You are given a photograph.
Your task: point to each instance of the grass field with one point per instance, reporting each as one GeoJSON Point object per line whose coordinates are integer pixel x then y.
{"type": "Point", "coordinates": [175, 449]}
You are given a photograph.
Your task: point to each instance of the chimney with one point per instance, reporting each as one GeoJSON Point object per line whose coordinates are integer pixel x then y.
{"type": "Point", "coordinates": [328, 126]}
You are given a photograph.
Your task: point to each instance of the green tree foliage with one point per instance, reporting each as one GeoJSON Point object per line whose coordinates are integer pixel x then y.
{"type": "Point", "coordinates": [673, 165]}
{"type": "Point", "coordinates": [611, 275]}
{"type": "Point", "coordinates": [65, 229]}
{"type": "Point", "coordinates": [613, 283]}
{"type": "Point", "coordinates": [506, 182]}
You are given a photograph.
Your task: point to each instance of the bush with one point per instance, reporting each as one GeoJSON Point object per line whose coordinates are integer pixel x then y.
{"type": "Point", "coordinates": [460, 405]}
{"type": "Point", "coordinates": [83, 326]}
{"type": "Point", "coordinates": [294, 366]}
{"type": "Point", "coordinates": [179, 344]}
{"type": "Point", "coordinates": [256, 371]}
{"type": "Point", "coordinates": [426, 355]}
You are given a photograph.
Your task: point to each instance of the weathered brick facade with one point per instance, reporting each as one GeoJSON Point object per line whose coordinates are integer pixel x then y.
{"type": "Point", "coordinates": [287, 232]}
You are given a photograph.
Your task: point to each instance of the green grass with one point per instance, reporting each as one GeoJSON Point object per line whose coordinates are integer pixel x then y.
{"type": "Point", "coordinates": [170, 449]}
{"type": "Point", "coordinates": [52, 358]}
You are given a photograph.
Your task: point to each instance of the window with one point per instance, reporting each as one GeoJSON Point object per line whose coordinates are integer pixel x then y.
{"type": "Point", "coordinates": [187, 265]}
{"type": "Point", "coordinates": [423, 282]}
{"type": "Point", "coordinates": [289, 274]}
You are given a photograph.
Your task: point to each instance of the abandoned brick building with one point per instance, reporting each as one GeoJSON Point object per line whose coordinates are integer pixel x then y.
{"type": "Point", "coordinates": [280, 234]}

#### The task:
Transcribe exactly the lines from the one containing "Your task: point to each instance of the window" through the end of the records, both included, and nothing else.

#### Solution to this exercise:
Your task: point to each instance of the window with one point per instance, reporting each as one GeoJSON Point object per line whose coordinates are integer pixel x then y.
{"type": "Point", "coordinates": [187, 265]}
{"type": "Point", "coordinates": [423, 282]}
{"type": "Point", "coordinates": [289, 274]}
You are given a photograph.
Your task: point to each instance of the abandoned brick building with one point per instance, reporting each as one GeoJSON Point object per line whose coordinates are integer pixel x then y.
{"type": "Point", "coordinates": [280, 234]}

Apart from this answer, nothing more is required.